[JOB] Copy only this range: the line with "Where can the riverbank" through the final line of the material, inclusive at both ends.

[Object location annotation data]
---*---
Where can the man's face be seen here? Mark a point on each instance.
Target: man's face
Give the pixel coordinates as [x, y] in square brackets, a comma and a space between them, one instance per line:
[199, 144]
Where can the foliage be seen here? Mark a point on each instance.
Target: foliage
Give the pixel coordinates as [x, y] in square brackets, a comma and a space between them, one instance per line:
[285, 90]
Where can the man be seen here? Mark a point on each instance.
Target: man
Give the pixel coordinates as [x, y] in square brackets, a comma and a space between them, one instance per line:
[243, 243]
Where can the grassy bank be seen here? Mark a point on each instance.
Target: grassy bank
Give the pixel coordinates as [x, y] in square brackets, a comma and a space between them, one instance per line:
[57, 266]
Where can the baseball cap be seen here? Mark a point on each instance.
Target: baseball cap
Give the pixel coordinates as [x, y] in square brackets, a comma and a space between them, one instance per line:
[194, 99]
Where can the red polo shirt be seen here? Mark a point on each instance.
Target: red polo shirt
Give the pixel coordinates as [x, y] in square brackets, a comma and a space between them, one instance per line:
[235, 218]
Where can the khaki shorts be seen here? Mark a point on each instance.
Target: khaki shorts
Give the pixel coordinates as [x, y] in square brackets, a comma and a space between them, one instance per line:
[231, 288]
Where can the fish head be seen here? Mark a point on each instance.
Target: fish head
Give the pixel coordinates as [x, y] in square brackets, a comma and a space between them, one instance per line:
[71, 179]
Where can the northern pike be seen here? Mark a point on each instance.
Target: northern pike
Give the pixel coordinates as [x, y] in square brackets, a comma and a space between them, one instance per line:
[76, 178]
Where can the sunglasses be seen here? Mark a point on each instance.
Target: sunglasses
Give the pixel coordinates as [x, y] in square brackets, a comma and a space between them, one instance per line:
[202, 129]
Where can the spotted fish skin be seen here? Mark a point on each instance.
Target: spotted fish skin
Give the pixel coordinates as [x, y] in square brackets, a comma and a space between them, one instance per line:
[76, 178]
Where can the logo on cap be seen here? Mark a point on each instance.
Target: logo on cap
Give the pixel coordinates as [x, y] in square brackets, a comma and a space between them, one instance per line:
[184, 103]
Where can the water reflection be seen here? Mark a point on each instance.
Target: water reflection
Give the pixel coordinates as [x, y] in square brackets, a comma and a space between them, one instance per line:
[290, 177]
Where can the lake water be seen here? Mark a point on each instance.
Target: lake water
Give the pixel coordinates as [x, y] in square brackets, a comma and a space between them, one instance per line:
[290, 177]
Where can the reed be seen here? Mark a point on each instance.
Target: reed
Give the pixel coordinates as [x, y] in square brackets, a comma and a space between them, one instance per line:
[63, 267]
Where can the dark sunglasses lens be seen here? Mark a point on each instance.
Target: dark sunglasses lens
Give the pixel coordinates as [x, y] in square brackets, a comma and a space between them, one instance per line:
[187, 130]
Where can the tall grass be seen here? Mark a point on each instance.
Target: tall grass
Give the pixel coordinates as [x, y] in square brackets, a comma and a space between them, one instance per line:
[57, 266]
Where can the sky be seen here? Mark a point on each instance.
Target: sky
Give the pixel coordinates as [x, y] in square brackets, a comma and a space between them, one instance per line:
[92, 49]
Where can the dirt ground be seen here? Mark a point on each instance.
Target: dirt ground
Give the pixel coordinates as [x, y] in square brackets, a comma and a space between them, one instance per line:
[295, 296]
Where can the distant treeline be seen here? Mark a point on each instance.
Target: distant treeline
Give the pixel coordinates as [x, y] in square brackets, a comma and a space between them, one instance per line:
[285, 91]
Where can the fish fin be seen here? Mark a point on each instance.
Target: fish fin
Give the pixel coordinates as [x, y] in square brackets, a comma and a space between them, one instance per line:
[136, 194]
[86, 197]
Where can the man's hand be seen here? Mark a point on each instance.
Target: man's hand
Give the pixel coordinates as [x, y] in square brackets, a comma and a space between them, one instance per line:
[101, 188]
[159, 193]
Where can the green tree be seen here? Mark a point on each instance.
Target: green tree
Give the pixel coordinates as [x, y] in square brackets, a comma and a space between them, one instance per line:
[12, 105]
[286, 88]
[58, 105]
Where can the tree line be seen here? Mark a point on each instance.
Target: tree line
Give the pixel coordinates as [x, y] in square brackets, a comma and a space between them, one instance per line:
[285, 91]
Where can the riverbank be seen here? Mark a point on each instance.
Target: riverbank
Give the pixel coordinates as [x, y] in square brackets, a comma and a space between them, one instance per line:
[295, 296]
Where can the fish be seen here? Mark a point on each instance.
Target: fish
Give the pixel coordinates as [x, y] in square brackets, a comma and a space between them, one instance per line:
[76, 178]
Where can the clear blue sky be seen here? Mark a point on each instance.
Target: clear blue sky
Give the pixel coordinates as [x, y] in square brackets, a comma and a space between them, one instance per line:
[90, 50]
---*---
[PROBLEM SOLUTION]
Where can the riverbank be seen here? Mark a point on each instance.
Target: riverbank
Give the pixel coordinates as [x, y] in square brackets, a comma and a space between them, one instance per line:
[295, 296]
Where can the fish be seen here? Mark a point on each instance.
Target: fish
Give the pixel coordinates as [x, y] in square brackets, a comma and a space between them, one instance per line:
[76, 178]
Where can the clear blue sky be seen here? Mark a point on each instance.
Target: clear blue sky
Give the pixel coordinates as [x, y] in square brackets, a comma and a space between them, one instance per line:
[90, 50]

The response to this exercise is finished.